▸ What is being asked:
Transcribe the records below in full; pictures stay out of the copy.

▸ Recorded data:
%%

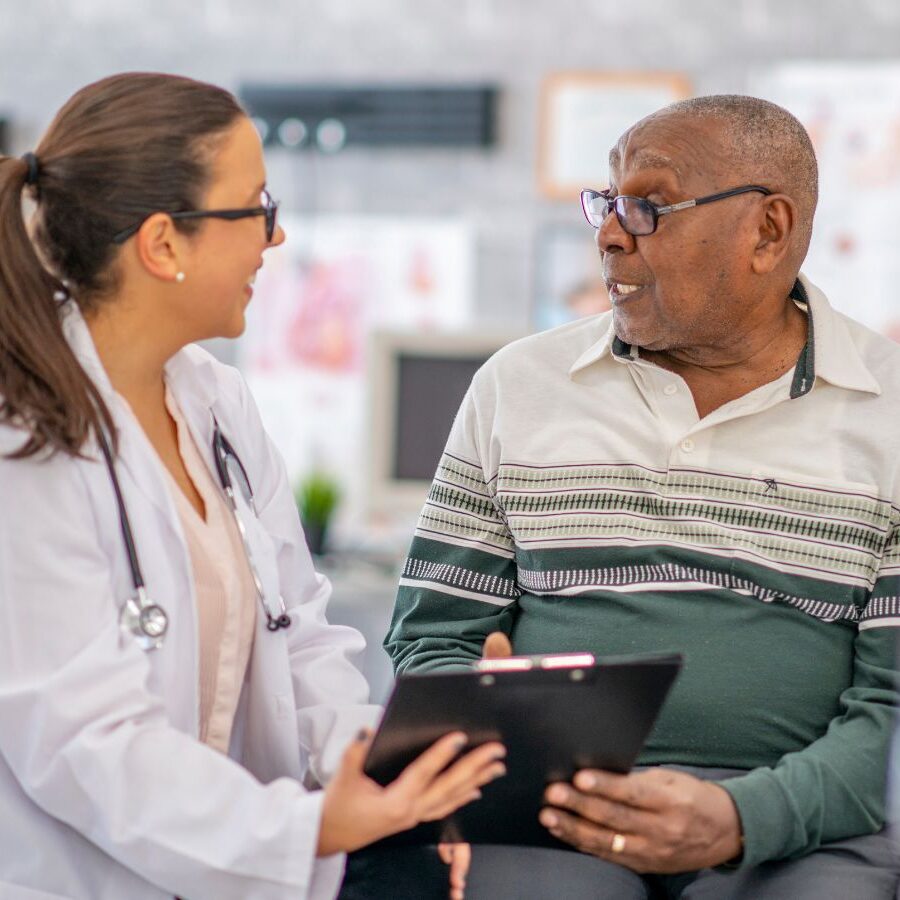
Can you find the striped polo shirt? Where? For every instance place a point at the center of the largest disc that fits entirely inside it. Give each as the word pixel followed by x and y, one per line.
pixel 582 504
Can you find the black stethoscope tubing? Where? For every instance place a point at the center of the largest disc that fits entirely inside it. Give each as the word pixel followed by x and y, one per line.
pixel 222 449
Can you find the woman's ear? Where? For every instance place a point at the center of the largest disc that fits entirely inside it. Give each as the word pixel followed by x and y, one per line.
pixel 775 234
pixel 158 247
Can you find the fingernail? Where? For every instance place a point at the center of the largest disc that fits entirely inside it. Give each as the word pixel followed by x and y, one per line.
pixel 549 819
pixel 557 794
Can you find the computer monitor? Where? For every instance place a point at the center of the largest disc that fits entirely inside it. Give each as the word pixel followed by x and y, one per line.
pixel 417 382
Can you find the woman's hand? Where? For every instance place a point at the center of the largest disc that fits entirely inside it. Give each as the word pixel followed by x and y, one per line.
pixel 358 810
pixel 459 858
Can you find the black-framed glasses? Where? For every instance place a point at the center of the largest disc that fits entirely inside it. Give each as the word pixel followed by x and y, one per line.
pixel 637 215
pixel 268 208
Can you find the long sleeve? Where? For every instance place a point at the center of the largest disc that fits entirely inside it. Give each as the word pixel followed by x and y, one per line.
pixel 459 581
pixel 330 693
pixel 835 787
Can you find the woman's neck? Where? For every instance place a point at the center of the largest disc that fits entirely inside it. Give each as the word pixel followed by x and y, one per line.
pixel 133 351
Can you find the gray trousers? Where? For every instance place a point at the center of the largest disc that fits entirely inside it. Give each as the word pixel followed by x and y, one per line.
pixel 861 868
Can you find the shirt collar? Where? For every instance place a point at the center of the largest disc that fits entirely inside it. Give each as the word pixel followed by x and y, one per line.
pixel 829 353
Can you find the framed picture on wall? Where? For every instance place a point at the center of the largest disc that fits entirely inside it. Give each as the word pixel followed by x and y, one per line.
pixel 582 116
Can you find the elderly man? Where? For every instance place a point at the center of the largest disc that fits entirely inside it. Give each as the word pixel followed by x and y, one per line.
pixel 711 467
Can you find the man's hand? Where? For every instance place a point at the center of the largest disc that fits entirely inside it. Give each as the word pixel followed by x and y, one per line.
pixel 658 820
pixel 496 646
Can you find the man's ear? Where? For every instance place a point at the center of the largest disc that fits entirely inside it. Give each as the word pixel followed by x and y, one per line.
pixel 158 246
pixel 776 233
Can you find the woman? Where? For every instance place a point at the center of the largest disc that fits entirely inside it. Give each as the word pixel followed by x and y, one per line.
pixel 163 694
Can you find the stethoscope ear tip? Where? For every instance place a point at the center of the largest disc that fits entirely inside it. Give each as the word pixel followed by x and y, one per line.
pixel 282 621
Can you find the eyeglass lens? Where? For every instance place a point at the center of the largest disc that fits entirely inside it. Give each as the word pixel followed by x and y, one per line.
pixel 271 208
pixel 635 215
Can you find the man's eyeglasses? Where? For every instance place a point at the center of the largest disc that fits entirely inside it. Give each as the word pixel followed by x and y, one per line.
pixel 268 208
pixel 637 215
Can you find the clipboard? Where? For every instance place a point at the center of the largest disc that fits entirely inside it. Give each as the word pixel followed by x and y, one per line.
pixel 556 714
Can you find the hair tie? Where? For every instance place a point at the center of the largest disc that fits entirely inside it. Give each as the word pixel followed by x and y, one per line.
pixel 33 168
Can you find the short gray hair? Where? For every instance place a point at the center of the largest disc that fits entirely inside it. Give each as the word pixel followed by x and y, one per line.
pixel 764 143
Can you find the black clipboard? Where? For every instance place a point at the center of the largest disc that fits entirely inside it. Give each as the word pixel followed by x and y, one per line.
pixel 556 714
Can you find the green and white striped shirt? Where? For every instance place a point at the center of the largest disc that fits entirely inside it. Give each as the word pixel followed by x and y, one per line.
pixel 581 504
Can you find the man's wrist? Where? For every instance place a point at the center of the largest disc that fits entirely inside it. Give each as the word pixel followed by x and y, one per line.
pixel 730 846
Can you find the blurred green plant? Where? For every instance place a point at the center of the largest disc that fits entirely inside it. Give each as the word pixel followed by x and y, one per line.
pixel 317 496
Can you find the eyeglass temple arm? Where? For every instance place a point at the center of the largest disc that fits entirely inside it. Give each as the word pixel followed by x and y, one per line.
pixel 747 189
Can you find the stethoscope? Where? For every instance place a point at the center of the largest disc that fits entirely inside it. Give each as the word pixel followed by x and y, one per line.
pixel 147 621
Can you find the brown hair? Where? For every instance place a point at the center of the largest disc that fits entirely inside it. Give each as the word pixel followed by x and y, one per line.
pixel 119 150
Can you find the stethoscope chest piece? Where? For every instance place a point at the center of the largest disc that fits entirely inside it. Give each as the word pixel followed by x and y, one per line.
pixel 145 621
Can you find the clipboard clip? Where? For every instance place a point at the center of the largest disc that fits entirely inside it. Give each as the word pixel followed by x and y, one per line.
pixel 538 661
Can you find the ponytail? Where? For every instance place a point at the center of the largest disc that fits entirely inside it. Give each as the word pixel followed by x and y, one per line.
pixel 119 150
pixel 43 388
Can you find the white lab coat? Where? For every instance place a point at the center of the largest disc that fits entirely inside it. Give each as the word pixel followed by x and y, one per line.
pixel 105 791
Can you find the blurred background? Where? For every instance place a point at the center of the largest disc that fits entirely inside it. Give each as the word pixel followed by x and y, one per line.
pixel 428 158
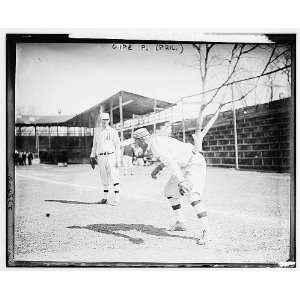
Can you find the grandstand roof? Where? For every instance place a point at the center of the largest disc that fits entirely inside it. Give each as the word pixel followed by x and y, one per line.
pixel 133 104
pixel 32 120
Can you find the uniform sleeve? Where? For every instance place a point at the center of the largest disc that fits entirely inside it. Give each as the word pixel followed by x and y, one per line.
pixel 117 143
pixel 93 153
pixel 165 158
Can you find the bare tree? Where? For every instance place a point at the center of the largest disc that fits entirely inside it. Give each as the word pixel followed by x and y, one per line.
pixel 208 58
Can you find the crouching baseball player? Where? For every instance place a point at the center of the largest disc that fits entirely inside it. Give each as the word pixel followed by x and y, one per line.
pixel 106 154
pixel 188 168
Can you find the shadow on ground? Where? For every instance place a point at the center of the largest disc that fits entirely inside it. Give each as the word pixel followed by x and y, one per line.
pixel 113 229
pixel 71 202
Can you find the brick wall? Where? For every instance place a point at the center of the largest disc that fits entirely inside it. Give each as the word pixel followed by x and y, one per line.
pixel 263 137
pixel 73 149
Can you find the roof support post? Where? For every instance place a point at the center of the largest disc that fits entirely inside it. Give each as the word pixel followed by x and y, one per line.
pixel 183 121
pixel 111 114
pixel 49 139
pixel 121 115
pixel 154 122
pixel 37 145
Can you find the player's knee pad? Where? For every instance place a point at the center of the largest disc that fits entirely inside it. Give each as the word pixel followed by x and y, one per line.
pixel 174 202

%%

▸ Written answer:
Can you find the striped polo shirt? Where? For every instance place a point at the center of the largest disc that fits entirely inside it. Give each as the word pixel followed by x and y, one per line.
pixel 582 504
Can you find the black stethoscope tubing? Where? For every instance place a point at the center of the largest disc that fits entirely inside it. Give each as the word pixel followed by x and y, one per line.
pixel 222 449
Can you find the woman's ear? Where? For every instance place a point at the center of the largest disc that fits entirely inside it. Give each as the word pixel followed by x and y, one per line.
pixel 775 234
pixel 158 247
Can you find the fingernail? Where? For every instance place a point at the center of the largest disc that fits entirely inside it. Give each as the word pixel followed by x and y, one per line.
pixel 549 819
pixel 557 794
Can you find the computer monitor? Where? For every instance place a point at the center of the largest disc that fits entirely inside it. Give each as the word pixel followed by x and y, one per line.
pixel 417 382
Can you find the woman's hand? Where? For every instance place a point at the center of the largest disc that fits entirely inside it. Give each as the word pixel followed by x and y, one per line.
pixel 358 810
pixel 459 858
Can you find the black-framed glasses? Where? For every instance place a point at the center of the largest disc that fits entirely inside it. Give each as the word pixel followed by x and y, one per line.
pixel 637 215
pixel 268 208
Can you find the long sleeve? Where? For every instance place a point at the center of the largest disc that fits entirely inside it. Give each as the word pixel followed by x and y, one per line.
pixel 459 581
pixel 330 693
pixel 835 787
Can you find the woman's neck? Where? For every instance place a point at the center of the largest disc that fits entirely inside it. Give each as the word pixel followed by x and y, one per line.
pixel 133 351
Can you find the gray trousers? Where? For every instance place a point at the center of the largest disc that fits entirely inside it. Give each as the word pixel followed by x and y, one per line.
pixel 861 868
Can you find the shirt collar? Where? For every instance place a point at the center of the largest disc that fits entirely inside it. Give each as the word pixel followed by x and y, one per line.
pixel 829 353
Can you find the framed picture on wall? Where? For every instance place a point at the center of the largest disc that fits entirely inside it. Give each as the word pixel followed by x and y, one per line.
pixel 582 116
Can you find the elderly man? Where? For every instance place a point at the center of the largest disc that fits entirely inside it. Give each as the word pixel followed by x and y, one per line.
pixel 711 467
Can you find the man's hand? Where? For every instance place a point at the center of the largest disc that fits entirely inside it. Give each as the word pixel followed by x and y, one per line.
pixel 658 820
pixel 496 646
Can you find the man's ear? Where? For every instance place a point at the center of the largest disc that fits entirely inside it. Give each as the word pixel followed by x and y, one per line.
pixel 158 246
pixel 776 233
Can you find the woman? Where? For every instance place a point at the center of the largest disc that fits entirely inside it. Give each as the word pixel followed by x and y, one per line.
pixel 163 694
Can you find the stethoscope ear tip? Where? For every instance place a point at the center of the largest disc that fits entirely inside it. Give each as the word pixel followed by x and y, one per line.
pixel 282 621
Can you find the eyeglass lens? Where? For every instance place a point at the center of the largest disc that fits entirely inside it. Give each as the word pixel followed by x and y, one per line.
pixel 271 208
pixel 635 215
Can you find the man's eyeglasses? Where? For every instance place a point at the center of the largest disc that fits entirely inside it. Give each as the word pixel followed by x and y, one per line.
pixel 268 208
pixel 637 215
Can you find the clipboard? Where? For every instance place a point at the center of the largest disc that fits entirely inside it. Give each as the word pixel followed by x and y, one per line.
pixel 556 714
Can you find the hair tie? Where? For every instance place a point at the center of the largest disc that fits entirely inside it. Give each as the word pixel followed by x and y, one per line.
pixel 33 168
Can you find the short gray hair? Where? For every instance place a point at the center of the largest disc that fits entirely inside it. Give each as the word pixel followed by x and y, one per line.
pixel 764 143
Can you find the black clipboard? Where? For every instance place a point at the center of the largest disc that fits entirely inside it. Give each as the word pixel followed by x and y, one per line.
pixel 556 714
Can you find the green and white striped shirt? Where? For every instance place a point at the center of the largest disc that fits entirely inside it. Give each as the word pixel followed by x and y, one per line.
pixel 581 504
Can you find the man's wrist? Where? For every instance place a point at the center of the largest disc that fits entirely inside it. Give each as the word pixel followed by x and y, one per line.
pixel 730 846
Can you find the blurred green plant? Where? For every instance place a point at the center of the largest disc that fits entirely inside it. Give each as the word pixel followed by x and y, one per line.
pixel 317 496
Can you find the eyeglass temple arm? Where? For every instance place a point at the center of the largest disc that fits entirely inside it. Give each as the word pixel followed by x and y, one per line.
pixel 747 189
Can you find the stethoscope? Where? For every instance place a point at the center of the largest disc that fits entirely inside it. Give each as the word pixel followed by x and y, one per line.
pixel 147 621
Can you find the brown hair? Where? For every instance place a point at the center of the largest disc that fits entirely inside it. Give each as the word pixel followed by x and y, one per line.
pixel 119 150
Can you find the stethoscope chest piece? Where? For every instance place a point at the center of the largest disc that fits entirely inside it. Give each as the word pixel followed by x and y, one per line.
pixel 145 621
Can you find the clipboard clip? Where? For every instance place a point at the center of the largest disc that fits entirely inside it. Give each as the word pixel followed by x and y, one per line.
pixel 538 661
Can you find the ponytail? Where? For every instance place a point at the center of the largest disc that fits entirely inside it. Give each as the word pixel followed by x and y, one per line.
pixel 119 150
pixel 43 388
Can you find the white lab coat? Where? For every instance place a point at the center of the largest disc that fits entirely inside it. Give each as the word pixel followed by x and y, one per line.
pixel 105 791
Can you find the blurred background? Where? For every instance place a point at the center of the largest disc that fits entirely inside it. Give each as the word pixel followed by x and y, one per line.
pixel 428 158
Can you find the grandstand roof? Where? For every instance place a point at the center of the largest disc that fits entirely inside it. Give each as the word pixel followed by x and y, one per line.
pixel 133 104
pixel 32 120
Can you find the uniform sleeve? Where? For every instance place a point at the center of the largest disc that fits entirely inside it. Give each as the word pixel followed by x and y, one per line.
pixel 117 143
pixel 93 153
pixel 165 158
Can you find the bare tree? Where? For every instance place a point at the center of the largest disc that fits entirely inside it. Give each as the word pixel followed by x and y, one per line.
pixel 208 58
Can you find the crouching baseball player? Where? For every instance place a point at the center of the largest disc that fits entirely inside it. Give each as the word pixel followed by x and y, one per line.
pixel 106 154
pixel 188 168
Can you find the shadow on ground? Where? For every instance place a point at the center of the largest disc that fits entirely inside it. Give each as the word pixel followed by x and y, one per line.
pixel 113 229
pixel 71 202
Can you find the brick wall? Where? For every instance place a point at the center of the largest disc that fits entirely inside it. Give each as the word pixel followed by x and y, one per line.
pixel 263 137
pixel 73 149
Can you find the roof support post? Where? For every instance place a point at the center of the largest disc that fits entirely inside it. Give each as the word pixel followed by x and y, one per line.
pixel 183 121
pixel 111 114
pixel 49 139
pixel 121 115
pixel 154 122
pixel 37 145
Can you find the player's knee pad? Where? For every instance place a point at the center of the largest disc that fits entirely inside it. Give each as the word pixel followed by x and y, one per line.
pixel 174 202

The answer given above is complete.